(Object point labels)
━━━

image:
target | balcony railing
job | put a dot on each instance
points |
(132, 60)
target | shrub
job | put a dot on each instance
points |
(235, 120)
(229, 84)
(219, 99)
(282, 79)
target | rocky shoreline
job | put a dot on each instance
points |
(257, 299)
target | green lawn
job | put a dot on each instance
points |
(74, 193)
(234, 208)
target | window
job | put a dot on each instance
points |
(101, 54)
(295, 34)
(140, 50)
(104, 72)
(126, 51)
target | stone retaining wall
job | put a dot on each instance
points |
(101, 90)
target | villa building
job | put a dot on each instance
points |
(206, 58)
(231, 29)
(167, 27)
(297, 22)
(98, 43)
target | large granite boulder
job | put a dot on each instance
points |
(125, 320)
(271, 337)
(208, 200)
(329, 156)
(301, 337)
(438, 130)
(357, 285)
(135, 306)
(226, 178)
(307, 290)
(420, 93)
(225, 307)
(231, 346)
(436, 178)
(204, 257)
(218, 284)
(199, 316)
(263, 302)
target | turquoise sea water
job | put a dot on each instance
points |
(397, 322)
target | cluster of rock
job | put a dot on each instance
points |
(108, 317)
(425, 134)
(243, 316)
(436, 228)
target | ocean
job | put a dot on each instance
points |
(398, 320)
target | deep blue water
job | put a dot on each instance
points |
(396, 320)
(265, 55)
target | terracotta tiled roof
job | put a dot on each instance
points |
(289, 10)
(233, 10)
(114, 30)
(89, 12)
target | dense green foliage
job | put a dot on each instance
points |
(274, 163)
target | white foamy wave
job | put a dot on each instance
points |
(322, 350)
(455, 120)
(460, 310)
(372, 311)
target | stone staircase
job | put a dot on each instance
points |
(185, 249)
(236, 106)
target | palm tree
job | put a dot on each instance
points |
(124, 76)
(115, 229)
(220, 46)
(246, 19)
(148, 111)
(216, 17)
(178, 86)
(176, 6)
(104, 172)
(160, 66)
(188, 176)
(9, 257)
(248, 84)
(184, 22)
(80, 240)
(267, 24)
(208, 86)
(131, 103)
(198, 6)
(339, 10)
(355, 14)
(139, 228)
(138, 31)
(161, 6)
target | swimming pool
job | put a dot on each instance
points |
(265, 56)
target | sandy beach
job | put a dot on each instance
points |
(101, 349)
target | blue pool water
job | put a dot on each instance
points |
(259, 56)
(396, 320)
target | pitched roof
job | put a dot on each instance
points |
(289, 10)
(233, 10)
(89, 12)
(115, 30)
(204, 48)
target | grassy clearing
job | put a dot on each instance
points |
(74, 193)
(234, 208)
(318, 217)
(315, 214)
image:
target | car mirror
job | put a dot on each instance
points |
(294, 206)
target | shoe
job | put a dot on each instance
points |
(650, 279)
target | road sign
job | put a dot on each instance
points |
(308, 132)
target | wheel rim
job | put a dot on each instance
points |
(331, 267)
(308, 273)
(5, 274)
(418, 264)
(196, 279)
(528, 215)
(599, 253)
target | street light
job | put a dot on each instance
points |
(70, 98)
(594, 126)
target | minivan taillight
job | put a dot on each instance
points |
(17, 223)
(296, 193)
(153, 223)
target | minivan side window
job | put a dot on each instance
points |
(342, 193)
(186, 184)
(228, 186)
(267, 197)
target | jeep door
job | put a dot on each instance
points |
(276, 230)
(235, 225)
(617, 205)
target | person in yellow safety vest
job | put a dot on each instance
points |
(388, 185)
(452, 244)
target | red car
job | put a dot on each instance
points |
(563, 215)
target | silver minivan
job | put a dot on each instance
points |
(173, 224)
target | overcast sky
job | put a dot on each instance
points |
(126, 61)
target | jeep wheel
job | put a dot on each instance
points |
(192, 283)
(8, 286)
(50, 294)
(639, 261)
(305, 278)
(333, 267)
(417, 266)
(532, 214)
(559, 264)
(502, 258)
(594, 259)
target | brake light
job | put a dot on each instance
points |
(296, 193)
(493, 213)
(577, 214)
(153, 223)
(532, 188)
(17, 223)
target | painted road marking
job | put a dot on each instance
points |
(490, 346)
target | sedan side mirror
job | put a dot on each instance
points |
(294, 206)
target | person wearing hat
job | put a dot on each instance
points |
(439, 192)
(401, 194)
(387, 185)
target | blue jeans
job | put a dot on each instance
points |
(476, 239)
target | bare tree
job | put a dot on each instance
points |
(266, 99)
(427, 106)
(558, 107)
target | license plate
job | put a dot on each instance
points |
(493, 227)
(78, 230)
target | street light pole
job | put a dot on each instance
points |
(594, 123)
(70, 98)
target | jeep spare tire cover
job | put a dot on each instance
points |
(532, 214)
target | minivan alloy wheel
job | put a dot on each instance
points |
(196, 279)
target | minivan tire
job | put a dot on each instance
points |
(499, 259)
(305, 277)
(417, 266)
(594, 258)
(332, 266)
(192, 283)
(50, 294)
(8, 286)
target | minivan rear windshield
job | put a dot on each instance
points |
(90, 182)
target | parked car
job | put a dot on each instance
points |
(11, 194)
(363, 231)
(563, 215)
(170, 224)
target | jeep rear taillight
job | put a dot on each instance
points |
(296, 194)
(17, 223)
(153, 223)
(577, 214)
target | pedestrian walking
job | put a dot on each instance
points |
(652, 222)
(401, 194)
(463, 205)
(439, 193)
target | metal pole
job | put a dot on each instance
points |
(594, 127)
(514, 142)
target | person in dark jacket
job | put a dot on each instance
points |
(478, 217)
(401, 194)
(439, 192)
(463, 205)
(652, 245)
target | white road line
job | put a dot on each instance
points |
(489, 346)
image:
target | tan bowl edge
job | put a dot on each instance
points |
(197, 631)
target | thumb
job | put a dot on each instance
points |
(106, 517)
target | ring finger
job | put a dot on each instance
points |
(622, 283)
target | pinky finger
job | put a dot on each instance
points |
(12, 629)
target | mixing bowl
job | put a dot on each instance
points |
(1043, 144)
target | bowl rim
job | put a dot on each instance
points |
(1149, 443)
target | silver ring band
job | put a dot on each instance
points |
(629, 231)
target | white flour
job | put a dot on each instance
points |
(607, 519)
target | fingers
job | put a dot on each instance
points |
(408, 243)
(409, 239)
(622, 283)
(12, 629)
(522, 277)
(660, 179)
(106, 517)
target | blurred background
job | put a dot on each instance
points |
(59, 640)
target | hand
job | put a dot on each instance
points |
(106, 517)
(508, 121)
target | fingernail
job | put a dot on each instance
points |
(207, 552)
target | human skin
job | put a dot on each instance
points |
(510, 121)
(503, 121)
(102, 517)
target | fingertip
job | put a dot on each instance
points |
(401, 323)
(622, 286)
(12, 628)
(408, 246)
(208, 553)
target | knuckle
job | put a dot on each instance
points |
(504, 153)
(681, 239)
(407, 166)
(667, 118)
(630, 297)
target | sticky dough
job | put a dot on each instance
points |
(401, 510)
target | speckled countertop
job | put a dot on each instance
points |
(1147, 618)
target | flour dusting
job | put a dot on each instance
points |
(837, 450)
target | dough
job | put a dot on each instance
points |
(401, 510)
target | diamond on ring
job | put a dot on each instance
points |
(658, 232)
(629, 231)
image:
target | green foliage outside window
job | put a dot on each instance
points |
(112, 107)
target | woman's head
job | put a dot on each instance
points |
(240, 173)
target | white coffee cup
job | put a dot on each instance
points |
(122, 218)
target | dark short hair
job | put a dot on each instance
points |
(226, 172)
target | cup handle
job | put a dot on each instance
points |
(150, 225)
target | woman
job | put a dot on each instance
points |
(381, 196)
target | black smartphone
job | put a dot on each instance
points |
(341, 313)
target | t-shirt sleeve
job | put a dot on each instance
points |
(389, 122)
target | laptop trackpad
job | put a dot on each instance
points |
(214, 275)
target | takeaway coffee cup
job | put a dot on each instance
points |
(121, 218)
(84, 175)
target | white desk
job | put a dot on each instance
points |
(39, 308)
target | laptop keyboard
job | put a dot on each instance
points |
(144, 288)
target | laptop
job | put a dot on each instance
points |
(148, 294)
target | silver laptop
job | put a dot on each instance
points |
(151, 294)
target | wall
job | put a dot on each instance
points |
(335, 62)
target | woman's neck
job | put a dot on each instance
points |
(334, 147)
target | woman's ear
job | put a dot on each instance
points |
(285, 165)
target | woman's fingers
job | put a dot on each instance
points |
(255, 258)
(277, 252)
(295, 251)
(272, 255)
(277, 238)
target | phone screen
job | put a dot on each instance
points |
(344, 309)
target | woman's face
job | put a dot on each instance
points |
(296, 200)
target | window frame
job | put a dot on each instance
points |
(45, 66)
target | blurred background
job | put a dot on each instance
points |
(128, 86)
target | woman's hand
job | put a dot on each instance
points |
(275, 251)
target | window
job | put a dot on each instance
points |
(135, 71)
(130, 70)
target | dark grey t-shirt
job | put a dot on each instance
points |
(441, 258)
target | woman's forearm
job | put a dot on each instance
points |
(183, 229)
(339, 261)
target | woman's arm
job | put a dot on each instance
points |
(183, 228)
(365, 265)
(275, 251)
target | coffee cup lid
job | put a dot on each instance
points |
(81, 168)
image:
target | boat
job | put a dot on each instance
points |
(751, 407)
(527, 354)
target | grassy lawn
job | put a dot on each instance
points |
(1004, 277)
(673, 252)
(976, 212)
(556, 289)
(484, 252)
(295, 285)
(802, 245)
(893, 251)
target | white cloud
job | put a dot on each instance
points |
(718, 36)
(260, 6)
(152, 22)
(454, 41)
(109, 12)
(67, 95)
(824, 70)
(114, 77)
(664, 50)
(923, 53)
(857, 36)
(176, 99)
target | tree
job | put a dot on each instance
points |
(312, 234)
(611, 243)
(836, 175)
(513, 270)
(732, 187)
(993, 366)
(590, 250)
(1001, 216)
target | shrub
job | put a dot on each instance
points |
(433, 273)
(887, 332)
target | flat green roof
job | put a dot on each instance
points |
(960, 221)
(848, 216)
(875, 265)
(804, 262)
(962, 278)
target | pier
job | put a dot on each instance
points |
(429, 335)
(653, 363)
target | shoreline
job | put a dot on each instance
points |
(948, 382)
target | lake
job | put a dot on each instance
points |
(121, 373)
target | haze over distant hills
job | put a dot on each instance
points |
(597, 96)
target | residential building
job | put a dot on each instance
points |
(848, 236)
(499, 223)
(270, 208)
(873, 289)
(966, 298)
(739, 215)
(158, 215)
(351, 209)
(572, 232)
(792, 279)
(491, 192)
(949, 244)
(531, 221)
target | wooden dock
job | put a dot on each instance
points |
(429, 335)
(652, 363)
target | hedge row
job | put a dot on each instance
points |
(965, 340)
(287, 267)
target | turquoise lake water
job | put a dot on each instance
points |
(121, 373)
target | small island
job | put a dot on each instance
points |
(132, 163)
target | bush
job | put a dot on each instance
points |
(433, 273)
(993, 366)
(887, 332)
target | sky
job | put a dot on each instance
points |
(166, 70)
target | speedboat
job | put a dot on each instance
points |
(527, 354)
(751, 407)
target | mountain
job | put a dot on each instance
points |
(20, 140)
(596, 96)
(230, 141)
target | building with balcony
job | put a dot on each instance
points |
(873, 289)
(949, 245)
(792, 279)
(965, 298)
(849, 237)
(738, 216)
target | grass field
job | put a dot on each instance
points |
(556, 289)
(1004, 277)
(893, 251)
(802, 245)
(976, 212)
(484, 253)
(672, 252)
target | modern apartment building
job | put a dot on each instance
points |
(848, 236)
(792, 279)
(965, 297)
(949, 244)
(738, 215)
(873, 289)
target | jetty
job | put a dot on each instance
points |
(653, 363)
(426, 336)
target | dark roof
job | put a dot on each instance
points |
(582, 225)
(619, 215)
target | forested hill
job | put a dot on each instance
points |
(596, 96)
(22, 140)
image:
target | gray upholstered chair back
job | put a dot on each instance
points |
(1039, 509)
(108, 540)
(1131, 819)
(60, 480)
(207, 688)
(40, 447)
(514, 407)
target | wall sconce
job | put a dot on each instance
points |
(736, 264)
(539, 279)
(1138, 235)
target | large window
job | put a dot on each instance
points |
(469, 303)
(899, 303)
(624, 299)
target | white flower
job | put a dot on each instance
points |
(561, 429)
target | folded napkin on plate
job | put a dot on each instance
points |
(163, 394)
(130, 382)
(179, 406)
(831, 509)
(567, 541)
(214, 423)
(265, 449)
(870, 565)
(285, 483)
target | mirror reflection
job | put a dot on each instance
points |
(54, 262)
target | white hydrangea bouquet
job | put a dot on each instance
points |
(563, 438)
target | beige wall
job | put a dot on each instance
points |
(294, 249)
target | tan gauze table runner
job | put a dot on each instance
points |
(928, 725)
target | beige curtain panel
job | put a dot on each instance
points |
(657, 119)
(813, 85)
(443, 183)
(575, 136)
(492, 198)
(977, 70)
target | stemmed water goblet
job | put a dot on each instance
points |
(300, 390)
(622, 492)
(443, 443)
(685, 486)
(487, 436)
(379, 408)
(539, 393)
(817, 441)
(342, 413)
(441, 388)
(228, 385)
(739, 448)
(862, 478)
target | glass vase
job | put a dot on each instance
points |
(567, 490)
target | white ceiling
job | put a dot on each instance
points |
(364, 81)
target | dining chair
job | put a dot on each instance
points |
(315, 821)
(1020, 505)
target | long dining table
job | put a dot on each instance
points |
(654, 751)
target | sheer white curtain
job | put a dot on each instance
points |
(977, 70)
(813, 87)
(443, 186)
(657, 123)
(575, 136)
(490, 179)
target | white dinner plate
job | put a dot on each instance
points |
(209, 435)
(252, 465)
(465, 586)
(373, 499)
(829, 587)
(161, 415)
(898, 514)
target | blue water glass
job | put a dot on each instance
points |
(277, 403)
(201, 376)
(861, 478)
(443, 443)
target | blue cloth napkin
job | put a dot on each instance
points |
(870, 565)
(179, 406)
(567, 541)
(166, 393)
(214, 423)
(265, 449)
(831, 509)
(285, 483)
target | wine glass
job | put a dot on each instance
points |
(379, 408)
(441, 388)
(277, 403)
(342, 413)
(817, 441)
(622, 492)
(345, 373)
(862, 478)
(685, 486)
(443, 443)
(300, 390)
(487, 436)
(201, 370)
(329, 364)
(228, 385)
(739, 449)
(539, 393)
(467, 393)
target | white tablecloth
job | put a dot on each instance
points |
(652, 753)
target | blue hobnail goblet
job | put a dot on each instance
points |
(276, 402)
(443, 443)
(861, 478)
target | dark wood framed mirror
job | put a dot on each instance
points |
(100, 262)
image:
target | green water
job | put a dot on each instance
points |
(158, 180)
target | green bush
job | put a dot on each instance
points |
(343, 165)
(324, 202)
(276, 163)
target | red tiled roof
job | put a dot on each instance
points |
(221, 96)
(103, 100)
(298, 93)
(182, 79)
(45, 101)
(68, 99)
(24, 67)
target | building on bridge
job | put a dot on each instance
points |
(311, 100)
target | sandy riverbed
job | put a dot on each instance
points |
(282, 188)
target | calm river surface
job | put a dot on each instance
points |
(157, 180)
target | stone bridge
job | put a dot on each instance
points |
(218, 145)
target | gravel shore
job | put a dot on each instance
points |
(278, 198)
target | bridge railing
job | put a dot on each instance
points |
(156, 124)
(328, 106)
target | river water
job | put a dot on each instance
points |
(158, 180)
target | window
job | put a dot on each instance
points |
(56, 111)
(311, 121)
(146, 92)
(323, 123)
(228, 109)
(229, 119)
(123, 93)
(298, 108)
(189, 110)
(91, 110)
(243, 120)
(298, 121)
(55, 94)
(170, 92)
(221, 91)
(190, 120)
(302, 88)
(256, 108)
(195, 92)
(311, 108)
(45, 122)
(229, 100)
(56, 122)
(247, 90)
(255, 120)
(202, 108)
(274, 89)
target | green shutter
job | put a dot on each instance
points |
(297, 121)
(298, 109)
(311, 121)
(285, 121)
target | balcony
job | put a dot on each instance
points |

━━━

Restate word for word the lines from the one holding "target | calm river surface" to the end of the listing, both ends included, and nothing more.

Result for this task
target | calm river surface
job | put a dot on each instance
points |
(157, 180)
target | stone bridge
job | put a dot on each instance
points |
(218, 145)
target | gravel shore
job | put a dot on each instance
points |
(278, 198)
target | bridge railing
job | put a dot on each instance
points |
(156, 124)
(328, 106)
target | river water
job | put a dot on each instance
points |
(158, 180)
target | window
job | put a dot on each instance
points |
(56, 111)
(311, 121)
(146, 92)
(323, 123)
(228, 109)
(229, 119)
(123, 93)
(298, 108)
(189, 110)
(91, 110)
(243, 120)
(298, 121)
(55, 94)
(170, 92)
(221, 91)
(190, 120)
(302, 88)
(256, 108)
(195, 92)
(311, 108)
(45, 122)
(229, 100)
(56, 122)
(247, 90)
(255, 120)
(202, 108)
(274, 89)
target | green shutter
job | put a dot on each instance
points |
(297, 121)
(298, 109)
(311, 121)
(285, 121)
target | balcony
job | put a dot on each instance
points |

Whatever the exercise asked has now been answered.